WORK TO DO
From the material below, repeat only the part that opens with the line containing "Game engine object recognition — detect mountain bike" and closes with the line containing "102, 320, 255, 549", both ends included and requests kept. Multiply every coordinate value in its answers by 0.2 and round each to a whole number, with halves rounded up.

Source data:
——

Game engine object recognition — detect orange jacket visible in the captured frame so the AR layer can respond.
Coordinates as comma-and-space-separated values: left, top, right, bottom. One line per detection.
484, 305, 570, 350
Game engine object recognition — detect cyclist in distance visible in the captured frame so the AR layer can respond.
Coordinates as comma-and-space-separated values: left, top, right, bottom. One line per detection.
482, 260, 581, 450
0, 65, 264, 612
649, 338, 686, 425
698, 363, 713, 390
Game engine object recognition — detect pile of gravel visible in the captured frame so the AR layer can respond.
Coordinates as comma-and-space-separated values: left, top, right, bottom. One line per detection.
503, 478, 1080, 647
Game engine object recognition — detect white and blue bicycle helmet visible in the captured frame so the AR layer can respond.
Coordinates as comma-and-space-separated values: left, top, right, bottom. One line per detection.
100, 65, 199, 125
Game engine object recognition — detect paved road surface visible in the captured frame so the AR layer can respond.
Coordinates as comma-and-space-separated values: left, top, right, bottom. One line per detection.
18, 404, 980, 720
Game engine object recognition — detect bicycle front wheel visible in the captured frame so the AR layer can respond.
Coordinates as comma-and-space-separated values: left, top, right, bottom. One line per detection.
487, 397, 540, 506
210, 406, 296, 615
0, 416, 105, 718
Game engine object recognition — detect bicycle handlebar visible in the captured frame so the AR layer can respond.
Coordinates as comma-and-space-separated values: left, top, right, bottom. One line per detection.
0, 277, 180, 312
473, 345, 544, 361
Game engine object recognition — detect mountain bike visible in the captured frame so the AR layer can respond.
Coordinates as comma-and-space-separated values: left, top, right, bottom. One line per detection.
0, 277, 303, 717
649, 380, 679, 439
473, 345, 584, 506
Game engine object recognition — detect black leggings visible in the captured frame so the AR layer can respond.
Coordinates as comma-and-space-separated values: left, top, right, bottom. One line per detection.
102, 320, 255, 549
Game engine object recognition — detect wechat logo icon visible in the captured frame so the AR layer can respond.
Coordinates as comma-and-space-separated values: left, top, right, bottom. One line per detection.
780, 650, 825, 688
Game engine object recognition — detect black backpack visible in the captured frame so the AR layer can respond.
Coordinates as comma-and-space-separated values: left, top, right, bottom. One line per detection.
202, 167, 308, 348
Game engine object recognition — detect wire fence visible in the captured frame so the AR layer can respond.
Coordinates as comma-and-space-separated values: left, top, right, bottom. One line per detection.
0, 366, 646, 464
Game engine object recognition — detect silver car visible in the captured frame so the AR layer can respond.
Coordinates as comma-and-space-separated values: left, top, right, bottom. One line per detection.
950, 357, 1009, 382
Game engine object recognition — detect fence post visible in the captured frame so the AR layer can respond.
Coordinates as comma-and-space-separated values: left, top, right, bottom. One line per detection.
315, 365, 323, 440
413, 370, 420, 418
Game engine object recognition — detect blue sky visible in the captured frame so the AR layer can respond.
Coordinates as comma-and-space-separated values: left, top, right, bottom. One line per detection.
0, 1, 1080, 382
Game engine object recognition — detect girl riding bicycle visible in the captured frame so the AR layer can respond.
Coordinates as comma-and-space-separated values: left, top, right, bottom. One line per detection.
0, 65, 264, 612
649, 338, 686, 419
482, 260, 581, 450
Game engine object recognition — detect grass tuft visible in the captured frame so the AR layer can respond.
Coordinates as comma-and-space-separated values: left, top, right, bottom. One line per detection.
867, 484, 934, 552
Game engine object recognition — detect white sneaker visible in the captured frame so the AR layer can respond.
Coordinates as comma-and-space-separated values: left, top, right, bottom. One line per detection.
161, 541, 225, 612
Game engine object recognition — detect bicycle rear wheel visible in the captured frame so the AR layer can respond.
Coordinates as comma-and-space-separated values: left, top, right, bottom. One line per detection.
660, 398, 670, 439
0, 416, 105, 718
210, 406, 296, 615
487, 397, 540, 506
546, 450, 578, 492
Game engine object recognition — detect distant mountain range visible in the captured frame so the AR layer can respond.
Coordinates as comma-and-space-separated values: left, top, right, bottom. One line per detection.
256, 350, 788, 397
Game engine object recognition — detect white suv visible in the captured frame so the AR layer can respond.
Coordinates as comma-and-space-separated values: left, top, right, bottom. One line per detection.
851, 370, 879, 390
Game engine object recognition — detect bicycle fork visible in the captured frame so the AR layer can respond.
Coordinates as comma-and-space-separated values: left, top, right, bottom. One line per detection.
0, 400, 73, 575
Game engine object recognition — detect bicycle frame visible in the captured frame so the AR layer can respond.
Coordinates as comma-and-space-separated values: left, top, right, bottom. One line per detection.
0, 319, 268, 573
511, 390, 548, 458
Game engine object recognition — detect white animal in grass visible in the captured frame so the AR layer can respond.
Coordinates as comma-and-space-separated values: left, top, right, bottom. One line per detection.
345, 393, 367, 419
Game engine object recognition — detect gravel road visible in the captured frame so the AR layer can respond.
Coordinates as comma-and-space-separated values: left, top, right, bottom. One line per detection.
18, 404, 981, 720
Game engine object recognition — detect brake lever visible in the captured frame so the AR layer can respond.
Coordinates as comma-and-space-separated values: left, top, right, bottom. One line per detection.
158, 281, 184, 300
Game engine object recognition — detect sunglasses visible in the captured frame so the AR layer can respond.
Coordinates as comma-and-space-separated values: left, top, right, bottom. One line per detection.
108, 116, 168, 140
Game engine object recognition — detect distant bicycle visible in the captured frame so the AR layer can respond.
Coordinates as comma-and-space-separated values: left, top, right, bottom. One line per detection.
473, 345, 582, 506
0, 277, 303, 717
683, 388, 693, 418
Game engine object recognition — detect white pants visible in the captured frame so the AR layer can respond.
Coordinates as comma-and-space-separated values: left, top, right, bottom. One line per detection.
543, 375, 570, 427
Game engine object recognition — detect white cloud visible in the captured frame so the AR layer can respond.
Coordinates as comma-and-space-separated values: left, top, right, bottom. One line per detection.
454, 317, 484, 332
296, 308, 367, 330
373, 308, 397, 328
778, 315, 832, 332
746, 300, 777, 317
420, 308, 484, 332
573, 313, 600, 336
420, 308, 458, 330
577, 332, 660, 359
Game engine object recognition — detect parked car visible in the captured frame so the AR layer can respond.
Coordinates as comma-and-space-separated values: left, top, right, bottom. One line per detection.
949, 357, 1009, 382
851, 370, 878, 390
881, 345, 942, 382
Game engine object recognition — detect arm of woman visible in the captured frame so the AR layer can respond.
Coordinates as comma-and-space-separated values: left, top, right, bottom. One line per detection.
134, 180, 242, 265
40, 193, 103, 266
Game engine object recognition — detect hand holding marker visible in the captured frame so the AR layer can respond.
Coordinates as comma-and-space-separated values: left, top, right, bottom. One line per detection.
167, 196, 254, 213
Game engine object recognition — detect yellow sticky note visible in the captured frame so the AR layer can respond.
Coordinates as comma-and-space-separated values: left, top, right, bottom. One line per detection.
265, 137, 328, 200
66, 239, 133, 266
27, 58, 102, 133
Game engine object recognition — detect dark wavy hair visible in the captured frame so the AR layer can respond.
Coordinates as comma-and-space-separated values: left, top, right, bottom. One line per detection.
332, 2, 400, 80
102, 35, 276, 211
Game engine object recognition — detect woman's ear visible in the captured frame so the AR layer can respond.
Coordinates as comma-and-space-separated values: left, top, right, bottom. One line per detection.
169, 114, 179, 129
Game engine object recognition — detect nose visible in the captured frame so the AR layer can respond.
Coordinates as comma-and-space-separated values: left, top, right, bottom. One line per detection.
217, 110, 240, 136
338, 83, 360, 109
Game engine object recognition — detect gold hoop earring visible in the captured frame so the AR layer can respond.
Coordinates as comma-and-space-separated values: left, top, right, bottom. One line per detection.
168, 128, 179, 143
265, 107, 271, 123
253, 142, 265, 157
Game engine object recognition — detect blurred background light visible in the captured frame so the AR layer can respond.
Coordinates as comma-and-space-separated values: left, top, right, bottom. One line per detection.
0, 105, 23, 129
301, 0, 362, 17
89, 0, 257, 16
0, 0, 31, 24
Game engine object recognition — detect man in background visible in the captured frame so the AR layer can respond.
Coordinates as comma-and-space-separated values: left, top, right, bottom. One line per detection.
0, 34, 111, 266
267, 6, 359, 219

——

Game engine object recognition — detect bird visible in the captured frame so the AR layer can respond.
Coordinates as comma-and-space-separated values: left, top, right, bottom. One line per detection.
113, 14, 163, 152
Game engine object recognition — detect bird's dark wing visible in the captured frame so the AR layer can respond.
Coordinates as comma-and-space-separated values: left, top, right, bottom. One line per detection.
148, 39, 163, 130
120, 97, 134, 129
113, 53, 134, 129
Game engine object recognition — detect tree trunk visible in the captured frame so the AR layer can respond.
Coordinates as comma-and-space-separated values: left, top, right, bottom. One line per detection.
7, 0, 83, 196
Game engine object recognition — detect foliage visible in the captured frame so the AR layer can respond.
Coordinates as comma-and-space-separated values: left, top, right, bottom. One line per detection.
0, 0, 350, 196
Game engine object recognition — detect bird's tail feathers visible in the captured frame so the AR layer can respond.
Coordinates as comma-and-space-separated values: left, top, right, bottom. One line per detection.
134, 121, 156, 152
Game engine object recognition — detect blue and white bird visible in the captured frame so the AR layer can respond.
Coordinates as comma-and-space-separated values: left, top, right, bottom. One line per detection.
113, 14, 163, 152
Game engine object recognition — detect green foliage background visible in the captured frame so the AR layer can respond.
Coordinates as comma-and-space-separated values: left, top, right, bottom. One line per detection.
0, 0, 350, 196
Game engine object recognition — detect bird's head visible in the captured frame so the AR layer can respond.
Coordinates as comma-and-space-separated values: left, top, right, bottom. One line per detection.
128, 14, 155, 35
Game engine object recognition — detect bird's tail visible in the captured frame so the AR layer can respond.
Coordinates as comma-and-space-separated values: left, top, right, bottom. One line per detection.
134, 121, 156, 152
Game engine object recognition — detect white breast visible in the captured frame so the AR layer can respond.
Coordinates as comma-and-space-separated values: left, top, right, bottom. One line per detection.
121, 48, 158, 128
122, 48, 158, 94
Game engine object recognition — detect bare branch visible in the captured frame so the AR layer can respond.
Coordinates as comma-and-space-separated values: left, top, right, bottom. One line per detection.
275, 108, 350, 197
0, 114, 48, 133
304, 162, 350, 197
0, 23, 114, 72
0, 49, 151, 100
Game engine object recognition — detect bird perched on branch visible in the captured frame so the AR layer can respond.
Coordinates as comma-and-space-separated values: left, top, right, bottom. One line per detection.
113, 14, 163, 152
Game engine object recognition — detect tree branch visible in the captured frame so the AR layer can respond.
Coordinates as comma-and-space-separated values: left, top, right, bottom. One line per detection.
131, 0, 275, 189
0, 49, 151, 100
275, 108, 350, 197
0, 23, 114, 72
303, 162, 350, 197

——

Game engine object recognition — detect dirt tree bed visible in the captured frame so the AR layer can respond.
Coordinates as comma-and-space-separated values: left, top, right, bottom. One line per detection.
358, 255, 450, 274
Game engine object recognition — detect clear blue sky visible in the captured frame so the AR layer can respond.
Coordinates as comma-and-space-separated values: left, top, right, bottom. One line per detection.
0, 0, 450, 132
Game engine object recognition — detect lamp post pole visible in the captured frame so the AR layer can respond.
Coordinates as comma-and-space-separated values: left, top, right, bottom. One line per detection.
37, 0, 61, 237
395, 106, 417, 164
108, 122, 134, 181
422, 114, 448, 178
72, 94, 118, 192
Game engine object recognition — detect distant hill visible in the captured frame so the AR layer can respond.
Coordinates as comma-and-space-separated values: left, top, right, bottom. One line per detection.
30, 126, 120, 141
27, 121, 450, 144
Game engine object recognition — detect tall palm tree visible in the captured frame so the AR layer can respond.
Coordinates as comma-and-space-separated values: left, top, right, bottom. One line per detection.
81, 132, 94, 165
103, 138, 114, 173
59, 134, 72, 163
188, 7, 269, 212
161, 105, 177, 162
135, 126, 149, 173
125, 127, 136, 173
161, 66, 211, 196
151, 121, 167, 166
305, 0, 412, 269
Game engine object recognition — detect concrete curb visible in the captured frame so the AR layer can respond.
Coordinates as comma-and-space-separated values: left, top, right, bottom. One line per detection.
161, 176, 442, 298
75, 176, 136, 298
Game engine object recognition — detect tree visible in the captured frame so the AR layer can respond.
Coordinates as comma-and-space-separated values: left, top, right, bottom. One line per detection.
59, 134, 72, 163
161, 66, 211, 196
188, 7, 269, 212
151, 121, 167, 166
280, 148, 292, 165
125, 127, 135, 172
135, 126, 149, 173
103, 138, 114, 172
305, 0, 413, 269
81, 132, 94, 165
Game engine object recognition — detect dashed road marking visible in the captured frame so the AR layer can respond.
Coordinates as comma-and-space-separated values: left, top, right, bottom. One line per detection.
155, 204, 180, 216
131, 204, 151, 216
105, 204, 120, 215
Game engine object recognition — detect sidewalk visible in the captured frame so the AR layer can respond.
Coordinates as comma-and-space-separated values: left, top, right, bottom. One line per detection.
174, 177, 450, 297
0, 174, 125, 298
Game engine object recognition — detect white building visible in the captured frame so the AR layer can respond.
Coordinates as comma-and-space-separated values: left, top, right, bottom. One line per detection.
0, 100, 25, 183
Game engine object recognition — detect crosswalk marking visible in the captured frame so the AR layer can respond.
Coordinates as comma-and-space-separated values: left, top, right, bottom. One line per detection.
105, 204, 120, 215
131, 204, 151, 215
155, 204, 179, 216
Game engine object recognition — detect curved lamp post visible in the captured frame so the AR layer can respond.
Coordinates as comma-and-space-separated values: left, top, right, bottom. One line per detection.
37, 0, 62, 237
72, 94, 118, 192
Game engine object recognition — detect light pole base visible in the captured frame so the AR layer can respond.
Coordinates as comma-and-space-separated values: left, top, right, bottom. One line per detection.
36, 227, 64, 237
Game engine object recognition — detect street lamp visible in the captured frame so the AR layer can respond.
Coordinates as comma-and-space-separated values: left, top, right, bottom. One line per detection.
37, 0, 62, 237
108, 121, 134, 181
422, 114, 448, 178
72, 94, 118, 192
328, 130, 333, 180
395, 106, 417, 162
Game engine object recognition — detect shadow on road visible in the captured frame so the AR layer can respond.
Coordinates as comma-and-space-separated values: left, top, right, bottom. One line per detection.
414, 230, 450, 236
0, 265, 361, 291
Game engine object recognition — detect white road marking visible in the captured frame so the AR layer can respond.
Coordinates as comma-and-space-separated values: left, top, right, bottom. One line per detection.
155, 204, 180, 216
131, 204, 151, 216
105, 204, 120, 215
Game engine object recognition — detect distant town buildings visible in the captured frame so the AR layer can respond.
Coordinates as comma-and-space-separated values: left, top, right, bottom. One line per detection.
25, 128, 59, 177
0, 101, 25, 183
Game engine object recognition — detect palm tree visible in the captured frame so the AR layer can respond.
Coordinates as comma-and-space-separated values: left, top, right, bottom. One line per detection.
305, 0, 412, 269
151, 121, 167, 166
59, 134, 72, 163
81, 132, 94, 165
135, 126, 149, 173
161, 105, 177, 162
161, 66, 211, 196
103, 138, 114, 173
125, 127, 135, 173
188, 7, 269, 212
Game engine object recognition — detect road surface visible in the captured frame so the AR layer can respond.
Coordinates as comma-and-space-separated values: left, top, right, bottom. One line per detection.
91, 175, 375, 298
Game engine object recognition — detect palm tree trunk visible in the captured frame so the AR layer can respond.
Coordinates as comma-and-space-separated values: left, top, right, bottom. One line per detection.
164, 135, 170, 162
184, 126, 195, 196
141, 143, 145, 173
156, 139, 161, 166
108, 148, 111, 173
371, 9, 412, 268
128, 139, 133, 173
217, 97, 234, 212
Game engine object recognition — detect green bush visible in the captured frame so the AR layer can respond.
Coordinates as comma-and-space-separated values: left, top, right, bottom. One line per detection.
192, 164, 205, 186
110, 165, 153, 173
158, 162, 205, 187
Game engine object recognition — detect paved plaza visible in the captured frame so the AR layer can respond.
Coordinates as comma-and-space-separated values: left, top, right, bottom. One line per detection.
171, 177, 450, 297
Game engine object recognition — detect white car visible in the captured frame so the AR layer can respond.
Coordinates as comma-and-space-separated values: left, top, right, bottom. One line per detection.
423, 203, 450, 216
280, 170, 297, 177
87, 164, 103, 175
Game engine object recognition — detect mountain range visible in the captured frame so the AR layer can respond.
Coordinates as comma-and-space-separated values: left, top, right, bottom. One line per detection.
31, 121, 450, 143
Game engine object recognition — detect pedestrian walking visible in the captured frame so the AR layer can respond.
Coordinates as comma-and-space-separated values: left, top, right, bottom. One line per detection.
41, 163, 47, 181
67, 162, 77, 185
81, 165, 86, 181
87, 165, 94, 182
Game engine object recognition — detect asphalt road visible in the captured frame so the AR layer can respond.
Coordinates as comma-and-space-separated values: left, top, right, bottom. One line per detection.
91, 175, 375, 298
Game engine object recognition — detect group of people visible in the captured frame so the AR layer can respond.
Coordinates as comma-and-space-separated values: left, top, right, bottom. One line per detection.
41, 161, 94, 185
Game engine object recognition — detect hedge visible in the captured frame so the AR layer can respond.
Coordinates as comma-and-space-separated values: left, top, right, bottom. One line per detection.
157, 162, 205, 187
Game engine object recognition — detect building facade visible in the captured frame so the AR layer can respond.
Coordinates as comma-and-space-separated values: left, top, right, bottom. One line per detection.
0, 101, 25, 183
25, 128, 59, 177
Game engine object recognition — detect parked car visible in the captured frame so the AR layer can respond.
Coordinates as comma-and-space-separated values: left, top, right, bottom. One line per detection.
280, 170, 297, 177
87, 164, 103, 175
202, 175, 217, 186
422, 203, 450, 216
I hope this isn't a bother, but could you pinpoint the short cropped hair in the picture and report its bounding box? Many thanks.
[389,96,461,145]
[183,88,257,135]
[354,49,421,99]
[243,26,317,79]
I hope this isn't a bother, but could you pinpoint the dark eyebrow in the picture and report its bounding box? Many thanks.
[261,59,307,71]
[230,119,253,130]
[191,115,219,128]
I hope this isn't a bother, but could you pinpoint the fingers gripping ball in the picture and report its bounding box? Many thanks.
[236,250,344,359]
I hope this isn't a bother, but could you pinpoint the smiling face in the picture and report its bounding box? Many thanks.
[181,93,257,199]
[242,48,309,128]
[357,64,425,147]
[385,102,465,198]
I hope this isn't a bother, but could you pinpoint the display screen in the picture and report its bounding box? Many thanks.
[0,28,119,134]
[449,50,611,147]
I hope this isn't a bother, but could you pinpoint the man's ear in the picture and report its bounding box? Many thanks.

——

WORKED ANSWER
Game engine object recognition — detect mountain bike visible in the captured frame so the AR layer can respond.
Coordinates as comma-and-space-separated values: left, top, right, bottom. One line per detection.
0, 55, 61, 143
130, 76, 136, 88
95, 69, 117, 101
Game engine object recognition — detect black leggings visible in the captured frame so the AR layer can respond.
Coordinates as comma-and-space-separated values: left, top, right, bottom. One line per detection.
20, 64, 51, 110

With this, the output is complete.